THE PROBLEM => Copy each line from the data that has the word "wooden" in it.

- - - - - - -

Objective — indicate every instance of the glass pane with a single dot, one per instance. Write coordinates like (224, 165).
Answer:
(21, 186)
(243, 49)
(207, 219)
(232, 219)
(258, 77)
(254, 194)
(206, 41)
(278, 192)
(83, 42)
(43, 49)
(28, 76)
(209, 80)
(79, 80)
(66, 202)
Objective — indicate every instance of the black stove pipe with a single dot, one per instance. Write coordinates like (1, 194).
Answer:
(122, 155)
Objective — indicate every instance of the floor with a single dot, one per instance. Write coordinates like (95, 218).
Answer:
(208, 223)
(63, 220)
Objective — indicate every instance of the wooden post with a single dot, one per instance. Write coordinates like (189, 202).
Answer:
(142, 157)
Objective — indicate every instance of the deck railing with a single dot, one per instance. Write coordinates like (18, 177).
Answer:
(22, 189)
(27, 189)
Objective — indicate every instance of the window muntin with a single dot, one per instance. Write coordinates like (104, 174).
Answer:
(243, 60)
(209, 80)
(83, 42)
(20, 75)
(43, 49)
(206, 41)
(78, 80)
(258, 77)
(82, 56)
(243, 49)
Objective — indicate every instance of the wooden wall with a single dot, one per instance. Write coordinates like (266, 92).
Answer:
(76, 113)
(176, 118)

- - - - - - -

RESULT OF THE EXERCISE =>
Objective — indicate every instance of the wooden post with a single dot, one per instance. Write coordinates like (189, 202).
Objective — indicate every instance of the wooden wall with a single dot, one per instance. Write coordinates like (266, 92).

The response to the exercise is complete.